SHORT EXERCISE: Give all of the lines again exactly as they read.

RECORDS FOR THIS EXERCISE:
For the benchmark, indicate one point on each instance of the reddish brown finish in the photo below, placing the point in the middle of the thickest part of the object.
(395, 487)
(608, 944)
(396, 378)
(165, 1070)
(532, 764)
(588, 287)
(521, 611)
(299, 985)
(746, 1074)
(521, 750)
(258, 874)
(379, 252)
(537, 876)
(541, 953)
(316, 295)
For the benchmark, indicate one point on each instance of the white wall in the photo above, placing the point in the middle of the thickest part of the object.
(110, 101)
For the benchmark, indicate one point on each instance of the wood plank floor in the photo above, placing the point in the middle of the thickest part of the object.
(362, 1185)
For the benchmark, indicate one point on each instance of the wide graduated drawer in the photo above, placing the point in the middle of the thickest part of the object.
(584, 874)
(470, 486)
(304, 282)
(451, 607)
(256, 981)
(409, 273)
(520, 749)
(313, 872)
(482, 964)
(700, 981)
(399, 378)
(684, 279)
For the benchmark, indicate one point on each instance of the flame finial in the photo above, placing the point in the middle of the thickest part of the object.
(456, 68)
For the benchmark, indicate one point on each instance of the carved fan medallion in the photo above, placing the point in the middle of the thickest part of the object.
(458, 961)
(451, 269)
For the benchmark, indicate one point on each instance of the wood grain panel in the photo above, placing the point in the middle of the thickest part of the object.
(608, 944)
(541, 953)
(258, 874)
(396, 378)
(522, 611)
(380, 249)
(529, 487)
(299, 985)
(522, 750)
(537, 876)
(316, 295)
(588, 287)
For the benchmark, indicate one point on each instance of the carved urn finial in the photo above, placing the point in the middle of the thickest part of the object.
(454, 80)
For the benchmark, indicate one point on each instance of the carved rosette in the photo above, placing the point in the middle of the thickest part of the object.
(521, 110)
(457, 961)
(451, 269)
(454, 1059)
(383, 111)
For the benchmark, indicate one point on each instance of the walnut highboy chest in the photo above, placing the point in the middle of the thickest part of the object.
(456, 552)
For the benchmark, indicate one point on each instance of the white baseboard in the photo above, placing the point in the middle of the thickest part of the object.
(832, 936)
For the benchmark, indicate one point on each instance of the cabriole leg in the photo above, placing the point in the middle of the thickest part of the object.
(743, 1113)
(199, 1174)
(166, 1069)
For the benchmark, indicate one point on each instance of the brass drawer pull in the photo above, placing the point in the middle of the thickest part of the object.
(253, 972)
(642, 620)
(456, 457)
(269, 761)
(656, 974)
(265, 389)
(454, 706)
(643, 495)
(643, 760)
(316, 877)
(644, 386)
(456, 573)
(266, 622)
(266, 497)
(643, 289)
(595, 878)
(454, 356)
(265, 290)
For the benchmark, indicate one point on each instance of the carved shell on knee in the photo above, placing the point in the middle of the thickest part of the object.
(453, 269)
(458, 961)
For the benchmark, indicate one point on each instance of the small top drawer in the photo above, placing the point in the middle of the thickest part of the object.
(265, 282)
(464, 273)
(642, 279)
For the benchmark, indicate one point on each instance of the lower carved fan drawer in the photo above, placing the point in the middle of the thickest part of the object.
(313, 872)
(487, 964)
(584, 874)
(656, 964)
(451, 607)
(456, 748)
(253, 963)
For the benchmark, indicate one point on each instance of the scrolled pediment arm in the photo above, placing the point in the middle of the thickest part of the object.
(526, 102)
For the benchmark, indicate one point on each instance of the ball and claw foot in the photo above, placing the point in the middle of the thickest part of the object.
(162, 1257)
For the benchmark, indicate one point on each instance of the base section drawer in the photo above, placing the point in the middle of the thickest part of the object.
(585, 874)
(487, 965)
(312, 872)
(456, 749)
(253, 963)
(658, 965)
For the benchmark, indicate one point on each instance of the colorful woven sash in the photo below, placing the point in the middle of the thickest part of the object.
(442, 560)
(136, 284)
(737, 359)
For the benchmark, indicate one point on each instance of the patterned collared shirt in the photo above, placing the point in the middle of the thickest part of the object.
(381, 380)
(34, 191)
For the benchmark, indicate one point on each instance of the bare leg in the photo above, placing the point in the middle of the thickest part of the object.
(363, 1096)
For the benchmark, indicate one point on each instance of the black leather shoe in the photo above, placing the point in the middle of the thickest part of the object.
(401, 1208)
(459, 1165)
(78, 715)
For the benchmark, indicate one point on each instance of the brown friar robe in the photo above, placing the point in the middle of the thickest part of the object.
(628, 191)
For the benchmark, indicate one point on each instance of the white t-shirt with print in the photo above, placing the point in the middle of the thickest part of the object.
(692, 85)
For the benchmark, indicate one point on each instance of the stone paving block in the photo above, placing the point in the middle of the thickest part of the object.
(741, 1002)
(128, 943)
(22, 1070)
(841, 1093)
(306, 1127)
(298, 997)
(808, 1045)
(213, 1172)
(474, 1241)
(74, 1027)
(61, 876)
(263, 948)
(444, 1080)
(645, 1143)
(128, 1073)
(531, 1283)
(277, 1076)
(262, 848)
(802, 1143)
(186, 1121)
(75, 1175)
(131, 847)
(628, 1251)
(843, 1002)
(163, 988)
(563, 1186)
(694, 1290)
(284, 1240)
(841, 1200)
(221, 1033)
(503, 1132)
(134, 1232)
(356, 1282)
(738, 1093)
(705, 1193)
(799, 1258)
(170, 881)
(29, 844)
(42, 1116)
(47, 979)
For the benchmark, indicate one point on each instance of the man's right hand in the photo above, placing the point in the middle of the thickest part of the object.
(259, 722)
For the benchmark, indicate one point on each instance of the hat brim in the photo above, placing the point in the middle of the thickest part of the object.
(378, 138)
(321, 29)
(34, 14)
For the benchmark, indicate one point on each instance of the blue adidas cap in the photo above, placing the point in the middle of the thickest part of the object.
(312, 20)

ANSWER TO THE EXERCISE:
For the benchmark, indicate one point on each instance of the reddish brown finish in the photo below, placing the point in the middle of the thickest part of the object.
(395, 487)
(608, 944)
(396, 378)
(165, 1070)
(532, 764)
(588, 287)
(521, 611)
(299, 985)
(746, 1074)
(521, 750)
(258, 874)
(379, 252)
(537, 876)
(541, 953)
(316, 295)
For the benchmark, indicate one point on each instance of the white wall in the photo above, placing the point in the middle of the thickest part of the object.
(110, 101)
For the benchmark, indicate one point on each instance of the wood plank floor in the photo above, placing the point in the middle of the thickest part of the object.
(362, 1185)
For the benchmark, indicate one point on each instance of the wide graduated drawer in the photo above, placing the point in the middle of the thickest part of the object.
(584, 874)
(470, 486)
(304, 282)
(451, 607)
(256, 981)
(409, 273)
(520, 749)
(313, 872)
(482, 964)
(700, 981)
(399, 378)
(684, 279)
For the benchmark, indicate one point on each instance of the flame finial in the photo above, placing the point in the middle of the thickest part of the object.
(456, 68)
For the benchmark, indicate one point on each instance of the carved fan medallion in the photo above, placing the point in the middle of the thickest part of the object.
(458, 961)
(451, 269)
For the benchmark, indicate one point on each instance of the wood grain panel in the photo above, placing the point in the middle of the thickest part of the object.
(608, 944)
(541, 953)
(258, 874)
(396, 378)
(522, 611)
(380, 249)
(529, 487)
(299, 985)
(522, 750)
(537, 876)
(316, 295)
(588, 287)
For the benchmark, indicate one point on each instance of the carved urn finial in the photo above, placing the point in the middle of the thickest part of the object.
(454, 80)
For the benchmark, indicate one point on each instance of the carved rosette in the photo above, placing the point in the middle of the thickest part of the object.
(521, 110)
(457, 961)
(451, 269)
(454, 1059)
(383, 111)
For the benchmark, indicate one point on each instance of the walnut highboy chest in the photo above, placing the point in the middle of the thickest part of the object.
(456, 552)
For the benchmark, indicate one point on each instance of the white baseboard in the photo above, placing the point in the middle of the thickest part of the object.
(832, 936)
For the benchmark, indicate one point on each instance of the cabriole leg in the photo above, placing the point in the middle of the thickest part of the object.
(743, 1113)
(199, 1174)
(166, 1069)
For the benchmark, indicate one point on each instance of the brass drawer pull in the photo above, placing the point in the middle of the thickest part of the object.
(253, 972)
(642, 620)
(456, 457)
(269, 761)
(656, 974)
(265, 389)
(454, 706)
(643, 495)
(643, 760)
(316, 877)
(644, 386)
(456, 573)
(266, 622)
(266, 497)
(643, 289)
(595, 878)
(454, 356)
(265, 290)
For the benchmark, indicate one point on each instance of the carved shell on knee in the photo above, placing the point in the middle of the thickest part of the object.
(453, 269)
(458, 961)
For the benchmark, indicate one point on each instance of the small top drawer in the photo above, placing the point in the middle of the thickest part of the object.
(265, 282)
(464, 273)
(642, 279)
For the benchmark, indicate one point on each instance of the lower carved fan drawer in the photo above, placing the point in the middle of the thickest part of the object.
(313, 872)
(487, 964)
(584, 874)
(656, 964)
(451, 607)
(456, 748)
(253, 963)
For the benchmark, indicate one point on each instance of the scrolled pediment arm in the photo above, placing the point in the middle of the thickest part of the object.
(526, 102)
For the benchmark, indicate one point on each instance of the ball and claw foot in the photo above, placing the point in the middle of the thickest part of the object.
(162, 1257)
For the benchmark, indicate one point on each instance of the base section drawer in the photo above, placing the point in the middle of the thickest part of the object.
(585, 874)
(487, 965)
(312, 872)
(456, 749)
(253, 963)
(658, 965)
For the benchmark, indicate one point on each instance of the colorful woven sash in the photo below, placing the point in the middle of the thickest part of the object.
(442, 560)
(136, 284)
(737, 359)
For the benchmark, indicate one point on each instance of the patterned collared shirt in the photo above, placing the point in the middle of the thickest part of the object.
(381, 380)
(34, 191)
For the benchmark, indicate one point on each instance of the bare leg in the photo above, placing the point in the middle of the thickest part of the object.
(363, 1096)
For the benchmark, indicate one point on each instance of the black leather shoe in the photo above, placing the point in the middle of the thickest part of the object.
(401, 1208)
(459, 1165)
(78, 715)
For the benchmark, indicate one point on each instance of the brown friar robe in the photo above, placing the point in the middle of the thickest part of the object.
(628, 191)
For the benchmark, indicate one point on each instance of the white t-shirt with print in the photo above, placing the point in the middle of the thickest part of the object.
(692, 85)
For the benchmark, indicate one point on each instance of the stone paving block in the photo above, placing the point in the middle of the thickest part of the object.
(741, 1002)
(128, 943)
(22, 1070)
(841, 1093)
(306, 1127)
(298, 997)
(808, 1045)
(213, 1172)
(474, 1241)
(74, 1027)
(61, 876)
(263, 948)
(444, 1080)
(645, 1143)
(128, 1073)
(531, 1283)
(277, 1076)
(262, 848)
(802, 1143)
(186, 1121)
(75, 1175)
(131, 847)
(628, 1251)
(843, 1002)
(163, 988)
(563, 1186)
(694, 1290)
(284, 1240)
(841, 1200)
(221, 1033)
(503, 1132)
(134, 1232)
(356, 1282)
(738, 1093)
(705, 1193)
(799, 1258)
(170, 881)
(29, 844)
(42, 1116)
(47, 979)
For the benchmark, indicate one point on each instance of the man's right hand in the photo above, placing the point in the middle of the thickest part of the object.
(259, 722)
For the benchmark, indicate one point on each instance of the hat brim in the photo above, placing the point in the middle of the thickest part of the object.
(378, 138)
(321, 29)
(34, 14)
For the benchmark, indicate one point on each instance of the blue adidas cap in the photo above, placing the point in the middle of the thickest part of the object.
(312, 20)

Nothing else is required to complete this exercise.